Ejercicios propuestos —
(1) Transcriba el fragmento del texto sobre el papado de Francisco que comienza en "La recepción anglosajona" y termina en "de la iglesia.".
(2) De acuerdo con el texto sobre el papado de Francisco, ¿qué afirmaba el Washington Post a fines del año 2014?

Texto de referencia —
Un ejemplo de ello es Estados Unidos. “El viaje en el Vaticano: del anti-comunismo al anti-capitalismo”, así tituló la revista estadounidense The Atlantic de corte liberal, lo que significó el papado de Francisco en su primer año. Y el Washington Post a fines del año 2014 afirmaba que crecía el disenso conservador dentro del Vaticano frente a las reformas tanto administrativas como pastorales del papa jesuita. Y quizás por ello, The New York Review of Books se preguntaba Who is the Pope?. Por ello, no pasaron desapercibidos tanto el discurso del Papa en el Congreso estadounidense como en la ONU, piezas magistrales de un papado en el centro del poder político mundial.

La recepción anglosajona no ha sido distinta de otras latitudes. El primer papado latinoamericano no ha dejado de asombrar e interesar. En buena medida su lectura sobre los dichos y hechos del Papa tienen su peso en la política simbólica, y desde ahí aprecian una revolución dentro el ecosistema católico con importantes repercusiones sociopolíticas al resto de los ecosistemas ideológicos y religiosos. Es decir, una de las vertientes más políticas del papado es qué orientación alcanzan sus dichos y hechos. De esta manera algunos sectores se preguntan si Francisco es comunista, otros aseguran que ha resucitado la teología de la liberación en su propia andanza, y algunos más temen que vaya a provocar un cisma dentro de la iglesia.

Material proporcionado —
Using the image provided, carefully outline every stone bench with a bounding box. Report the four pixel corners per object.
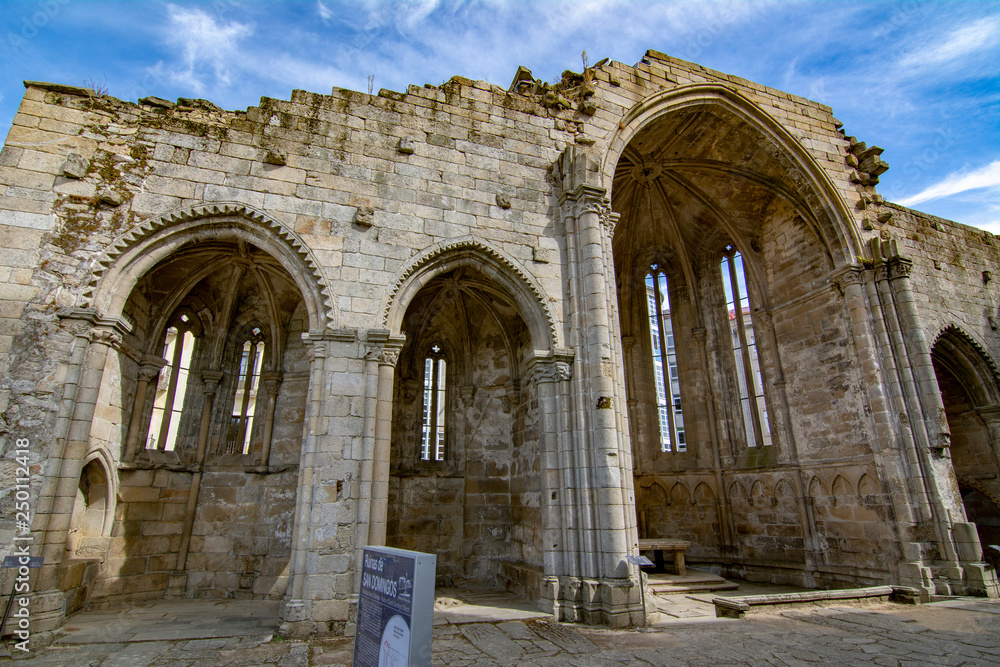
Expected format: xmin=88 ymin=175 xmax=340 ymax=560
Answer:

Respuestas esperadas —
(1)
La recepción anglosajona no ha sido distinta de otras latitudes. El primer papado latinoamericano no ha dejado de asombrar e interesar. En buena medida su lectura sobre los dichos y hechos del Papa tienen su peso en la política simbólica, y desde ahí aprecian una revolución dentro el ecosistema católico con importantes repercusiones sociopolíticas al resto de los ecosistemas ideológicos y religiosos. Es decir, una de las vertientes más políticas del papado es qué orientación alcanzan sus dichos y hechos. De esta manera algunos sectores se preguntan si Francisco es comunista, otros aseguran que ha resucitado la teología de la liberación en su propia andanza, y algunos más temen que vaya a provocar un cisma dentro de la iglesia.

(2) Que crecía el disenso conservador dentro del Vaticano frente a las reformas tanto administrativas como pastorales del papa jesuita.